■ Work item ■
An exact copy of all the data below is required.

■ Extracted information ■
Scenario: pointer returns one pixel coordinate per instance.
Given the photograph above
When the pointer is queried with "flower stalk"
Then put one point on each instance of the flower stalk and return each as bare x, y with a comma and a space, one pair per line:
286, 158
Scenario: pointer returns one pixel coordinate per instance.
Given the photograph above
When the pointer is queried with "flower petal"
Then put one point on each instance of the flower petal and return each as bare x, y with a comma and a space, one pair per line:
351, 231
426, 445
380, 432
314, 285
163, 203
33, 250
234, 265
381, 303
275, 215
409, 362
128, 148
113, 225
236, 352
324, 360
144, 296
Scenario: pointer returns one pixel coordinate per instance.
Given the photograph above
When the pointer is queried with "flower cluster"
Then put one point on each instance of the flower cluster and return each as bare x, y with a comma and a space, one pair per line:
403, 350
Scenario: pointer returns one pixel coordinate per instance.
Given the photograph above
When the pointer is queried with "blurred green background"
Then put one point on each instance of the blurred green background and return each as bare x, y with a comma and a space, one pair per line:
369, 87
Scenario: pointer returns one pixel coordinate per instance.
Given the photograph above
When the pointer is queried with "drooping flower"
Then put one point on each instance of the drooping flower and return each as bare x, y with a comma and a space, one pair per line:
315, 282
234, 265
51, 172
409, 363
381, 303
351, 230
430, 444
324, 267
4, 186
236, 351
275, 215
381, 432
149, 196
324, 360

■ Answer box ■
Scenario: pointer returns one pixel coordinate per instance.
Given the photograph above
When the pointer is queried with "flower stalk"
Then put one point on each instance of the flower stalk and return each as bare x, y with a comma and a space, one pair per line:
286, 158
Scenario: pointer returns one pixel coordinate per instance.
Given the photograph above
When the pointer is queried with "flower petal"
Then put one point on each instance of the flower petal and return each as bare x, y with a comma and a space, one pair per line:
351, 231
426, 445
380, 432
314, 285
163, 203
33, 250
234, 265
381, 303
275, 215
409, 362
128, 148
113, 225
236, 352
324, 360
144, 296
Scenario: pointer returns one pixel coordinate per instance.
Given the photograph above
When the pointer is queried with "flower cluster"
Then put one point on each instance of the flower cluster and return each as bare x, y with a comma and a space, one pair per line:
403, 350
Scenario: pointer returns one pixel coordinate per instance.
Given the photograph above
When the pointer is queried with "blurred green background"
Then put one point on each instance of the blurred green background and return each as bare x, y with a comma and a space, one pair per line:
369, 87
Scenario: pointer returns one pixel coordinate per instance.
Given the photograph above
When the pointer is queried with "drooping flower"
Then put one point on each instance of the drooping flower and return each as bare x, y with a comma and a space, one pair per line:
315, 282
234, 265
51, 172
409, 363
381, 303
351, 230
430, 444
324, 267
4, 186
236, 351
275, 215
381, 432
149, 196
324, 360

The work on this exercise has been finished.